Set exercise 1:
Answer these from the race commentary:
(a) Which rider had a front flat?
(b) Which rider has the front group lost?
(c) Which two riders does BMC want to get home safe?
Set exercise 2:
Write the next part of the race commentary, picking up after its final sentence.

Provided text:
◇ ◇ ◇

Gap’s down to 4-something. Geraint Thomas of Sky’s had a flat— front flat, so a quick change. Watching the Sky car make its way through the caravan in the narrow streets of a small French town is terrifying. I’ve been driving for decades now, and I wouldn’t even want to do it on a non-race day. I wouldn’t want to do it if zombies had attacked and the town were completely empty.

Hm. Looks like the front group’s lost Benedetti. Yup. They’ve definitely lost him— he’s in the vast abyss between them and the peloton. With no one to help him aerodynamically, there’s pretty much no way he can regain this group. 3.17 on the pack, with 14 miles/22km to go.

BMC, at the front of the peloton, has said they have no intention of chasing down the leading three. Yet they’re not exactly sitting up. They want Tejay Vangarderen and Richie Porte to get home safe. It’s just gotten through to me that Paul Voss is wearing the King of the Mountains Polk-Dot jersey. So this breakaway is important to him.

◇ ◇ ◇

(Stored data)
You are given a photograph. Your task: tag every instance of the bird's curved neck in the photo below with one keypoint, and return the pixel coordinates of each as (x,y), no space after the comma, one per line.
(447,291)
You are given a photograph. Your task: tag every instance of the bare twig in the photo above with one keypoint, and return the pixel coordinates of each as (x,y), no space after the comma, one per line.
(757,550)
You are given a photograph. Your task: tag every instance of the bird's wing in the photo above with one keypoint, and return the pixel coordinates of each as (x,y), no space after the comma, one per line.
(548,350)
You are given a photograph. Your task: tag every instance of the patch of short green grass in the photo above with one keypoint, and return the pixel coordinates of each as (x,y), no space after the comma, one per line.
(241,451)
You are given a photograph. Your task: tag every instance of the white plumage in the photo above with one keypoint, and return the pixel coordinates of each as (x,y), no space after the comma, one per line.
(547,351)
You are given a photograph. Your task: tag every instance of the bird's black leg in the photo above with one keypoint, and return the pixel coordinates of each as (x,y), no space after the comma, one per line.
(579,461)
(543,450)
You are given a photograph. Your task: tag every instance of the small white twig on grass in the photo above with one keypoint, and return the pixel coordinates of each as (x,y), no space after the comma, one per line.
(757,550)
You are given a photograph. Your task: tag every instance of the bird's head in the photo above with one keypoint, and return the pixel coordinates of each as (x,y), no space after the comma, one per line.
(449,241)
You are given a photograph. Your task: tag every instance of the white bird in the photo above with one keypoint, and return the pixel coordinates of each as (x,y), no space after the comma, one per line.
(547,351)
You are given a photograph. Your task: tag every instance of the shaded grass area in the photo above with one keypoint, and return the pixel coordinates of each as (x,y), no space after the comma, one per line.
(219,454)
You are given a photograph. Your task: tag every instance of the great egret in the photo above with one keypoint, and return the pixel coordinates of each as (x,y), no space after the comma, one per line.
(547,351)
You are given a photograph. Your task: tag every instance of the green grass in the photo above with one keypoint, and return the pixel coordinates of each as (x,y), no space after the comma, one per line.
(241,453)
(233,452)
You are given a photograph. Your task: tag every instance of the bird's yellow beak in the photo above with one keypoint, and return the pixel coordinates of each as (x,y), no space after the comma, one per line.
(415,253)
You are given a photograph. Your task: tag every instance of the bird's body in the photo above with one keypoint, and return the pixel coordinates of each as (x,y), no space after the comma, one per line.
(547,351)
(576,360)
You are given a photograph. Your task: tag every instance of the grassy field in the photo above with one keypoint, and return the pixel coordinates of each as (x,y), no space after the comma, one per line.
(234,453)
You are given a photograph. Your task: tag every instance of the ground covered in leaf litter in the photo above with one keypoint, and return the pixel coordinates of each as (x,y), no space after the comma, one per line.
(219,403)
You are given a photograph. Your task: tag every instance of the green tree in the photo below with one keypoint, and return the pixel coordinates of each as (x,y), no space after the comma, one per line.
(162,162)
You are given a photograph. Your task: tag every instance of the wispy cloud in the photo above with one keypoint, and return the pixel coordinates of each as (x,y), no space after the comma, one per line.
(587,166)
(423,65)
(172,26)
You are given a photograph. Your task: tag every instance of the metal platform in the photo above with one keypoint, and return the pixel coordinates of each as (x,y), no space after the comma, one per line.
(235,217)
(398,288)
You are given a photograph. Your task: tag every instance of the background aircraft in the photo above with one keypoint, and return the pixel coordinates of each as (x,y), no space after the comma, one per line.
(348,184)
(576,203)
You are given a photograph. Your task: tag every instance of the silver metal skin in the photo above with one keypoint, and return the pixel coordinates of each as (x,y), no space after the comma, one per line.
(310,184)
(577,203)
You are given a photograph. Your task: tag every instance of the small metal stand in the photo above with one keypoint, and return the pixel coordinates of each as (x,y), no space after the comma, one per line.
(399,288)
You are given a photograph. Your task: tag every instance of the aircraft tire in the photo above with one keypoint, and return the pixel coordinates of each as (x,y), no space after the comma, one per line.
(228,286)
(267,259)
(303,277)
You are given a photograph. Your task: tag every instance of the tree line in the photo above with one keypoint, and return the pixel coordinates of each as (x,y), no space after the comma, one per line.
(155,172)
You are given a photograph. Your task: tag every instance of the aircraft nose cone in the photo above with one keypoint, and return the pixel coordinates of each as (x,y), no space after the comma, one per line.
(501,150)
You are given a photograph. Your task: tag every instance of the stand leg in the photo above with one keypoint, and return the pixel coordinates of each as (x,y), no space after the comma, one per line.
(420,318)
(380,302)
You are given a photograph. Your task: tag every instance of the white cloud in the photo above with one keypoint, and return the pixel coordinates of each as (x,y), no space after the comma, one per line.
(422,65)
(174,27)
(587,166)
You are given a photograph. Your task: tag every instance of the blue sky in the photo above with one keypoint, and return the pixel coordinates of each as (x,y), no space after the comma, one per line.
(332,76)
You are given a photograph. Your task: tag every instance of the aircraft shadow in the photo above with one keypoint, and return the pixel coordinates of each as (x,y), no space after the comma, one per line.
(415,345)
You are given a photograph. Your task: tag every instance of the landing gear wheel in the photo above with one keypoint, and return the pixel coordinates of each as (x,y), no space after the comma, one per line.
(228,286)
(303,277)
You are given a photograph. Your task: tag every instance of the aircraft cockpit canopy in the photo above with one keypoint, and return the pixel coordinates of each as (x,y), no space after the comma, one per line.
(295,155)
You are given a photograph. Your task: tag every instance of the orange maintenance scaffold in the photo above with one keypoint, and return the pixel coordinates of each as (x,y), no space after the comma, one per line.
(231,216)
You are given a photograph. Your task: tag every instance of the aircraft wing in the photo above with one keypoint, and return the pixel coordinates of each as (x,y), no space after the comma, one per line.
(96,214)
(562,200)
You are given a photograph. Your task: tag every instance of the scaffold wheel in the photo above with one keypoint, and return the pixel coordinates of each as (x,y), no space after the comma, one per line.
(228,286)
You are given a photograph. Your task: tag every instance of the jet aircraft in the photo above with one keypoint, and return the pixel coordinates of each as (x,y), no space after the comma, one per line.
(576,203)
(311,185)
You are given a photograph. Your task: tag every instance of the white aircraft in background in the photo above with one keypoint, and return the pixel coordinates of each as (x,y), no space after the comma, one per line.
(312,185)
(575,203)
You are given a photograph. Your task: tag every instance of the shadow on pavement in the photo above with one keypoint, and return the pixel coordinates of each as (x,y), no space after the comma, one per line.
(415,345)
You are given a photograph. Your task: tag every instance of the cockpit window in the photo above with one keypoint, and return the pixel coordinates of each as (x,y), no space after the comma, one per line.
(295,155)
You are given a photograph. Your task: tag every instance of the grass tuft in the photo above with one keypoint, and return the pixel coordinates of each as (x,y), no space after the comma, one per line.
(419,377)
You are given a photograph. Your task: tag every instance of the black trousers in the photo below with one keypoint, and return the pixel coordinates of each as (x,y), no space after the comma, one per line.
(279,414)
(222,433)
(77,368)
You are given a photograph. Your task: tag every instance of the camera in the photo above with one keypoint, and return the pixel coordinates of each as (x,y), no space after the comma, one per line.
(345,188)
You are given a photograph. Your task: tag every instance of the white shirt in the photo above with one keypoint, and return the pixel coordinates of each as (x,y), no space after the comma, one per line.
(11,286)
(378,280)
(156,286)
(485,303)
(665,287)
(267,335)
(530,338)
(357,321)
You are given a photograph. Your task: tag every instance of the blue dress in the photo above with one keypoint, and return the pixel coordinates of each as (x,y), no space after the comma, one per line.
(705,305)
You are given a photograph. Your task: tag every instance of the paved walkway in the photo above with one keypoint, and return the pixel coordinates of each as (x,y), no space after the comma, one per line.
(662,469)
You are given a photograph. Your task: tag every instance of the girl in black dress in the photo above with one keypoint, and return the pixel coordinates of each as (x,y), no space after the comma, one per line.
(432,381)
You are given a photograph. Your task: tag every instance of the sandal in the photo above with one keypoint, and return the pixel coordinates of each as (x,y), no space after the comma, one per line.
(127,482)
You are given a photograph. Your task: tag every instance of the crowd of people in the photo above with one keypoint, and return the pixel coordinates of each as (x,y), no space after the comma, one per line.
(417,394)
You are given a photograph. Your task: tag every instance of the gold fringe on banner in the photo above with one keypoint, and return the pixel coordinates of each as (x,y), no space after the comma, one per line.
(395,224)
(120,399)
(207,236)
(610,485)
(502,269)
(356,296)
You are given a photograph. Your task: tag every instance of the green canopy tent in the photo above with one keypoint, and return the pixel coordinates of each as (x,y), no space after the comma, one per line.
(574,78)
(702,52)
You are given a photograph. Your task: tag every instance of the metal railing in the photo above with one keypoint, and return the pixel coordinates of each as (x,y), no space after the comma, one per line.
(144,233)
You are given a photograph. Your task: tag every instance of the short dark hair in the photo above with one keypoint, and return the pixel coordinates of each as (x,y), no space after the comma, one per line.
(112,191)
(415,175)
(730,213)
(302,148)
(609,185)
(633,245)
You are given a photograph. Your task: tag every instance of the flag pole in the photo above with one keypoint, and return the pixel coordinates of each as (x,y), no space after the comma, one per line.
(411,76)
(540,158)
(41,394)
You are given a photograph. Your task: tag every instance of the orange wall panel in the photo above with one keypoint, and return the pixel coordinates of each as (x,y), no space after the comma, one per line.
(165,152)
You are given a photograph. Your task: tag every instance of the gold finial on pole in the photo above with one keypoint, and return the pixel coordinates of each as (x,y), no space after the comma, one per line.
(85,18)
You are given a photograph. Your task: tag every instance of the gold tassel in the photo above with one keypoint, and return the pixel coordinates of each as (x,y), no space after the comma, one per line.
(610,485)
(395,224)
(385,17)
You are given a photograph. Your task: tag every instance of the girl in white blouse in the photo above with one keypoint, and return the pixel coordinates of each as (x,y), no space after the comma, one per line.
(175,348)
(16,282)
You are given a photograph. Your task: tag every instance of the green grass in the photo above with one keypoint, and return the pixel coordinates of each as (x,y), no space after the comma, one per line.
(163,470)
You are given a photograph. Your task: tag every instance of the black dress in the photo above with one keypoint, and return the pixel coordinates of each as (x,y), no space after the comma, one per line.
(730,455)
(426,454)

◇ ◇ ◇

Right answer 1:
(a) Geraint Thomas of Sky
(b) Benedetti
(c) Tejay Vangarderen and Richie Porte

Right answer 2:
Aw, there’s the catch. Poor Benedetti. Nothing to show for the day except, okay, well, he got his sponsor’s jersey in front of the cameras for several hours today (Bora, if you’re curious), and that’s what sponsors pay for. So that ain’t nothing.

BMC’s dropped back a bit. Sky’s moved up, and Dimension Data. It’s raining again. Cameras are fogged and spotted, the road is slick. I don’t like this part. 7km to the start of the climb. The first three are under the 10km-to-the-line arch. They’re not GC men, but one of them, if they’re not all caught, will get the Maillot Jaune today, since yesterday’s win was so slim.

Riders are starting to come off the back of the peloton now. Teklehaimanot is one of them, alas. but he’s still strong. He’ll be in it again tomorrow.

The front three have hit the climb, and they are grinding up this incline. And Oh! Stuyven looks over his shoulder and boom! He takes off, leaving the other two behind. Could he take the stage? Well, who knew he still had so much left at this point?

Back of the race is just gruesome. All the guys who’ve been keeping up all day, but the climb is murderous. They’re scattered now like a broken necklace, but they’re still going.

Stuyven is still alone up front, and it’s looking like he’s a definite contender. He’s hit the dip before the second, final climb, and he’s in that terrifying tuck position, forward of his seat, down behind his bars, making everything he can of his own aerodynamics.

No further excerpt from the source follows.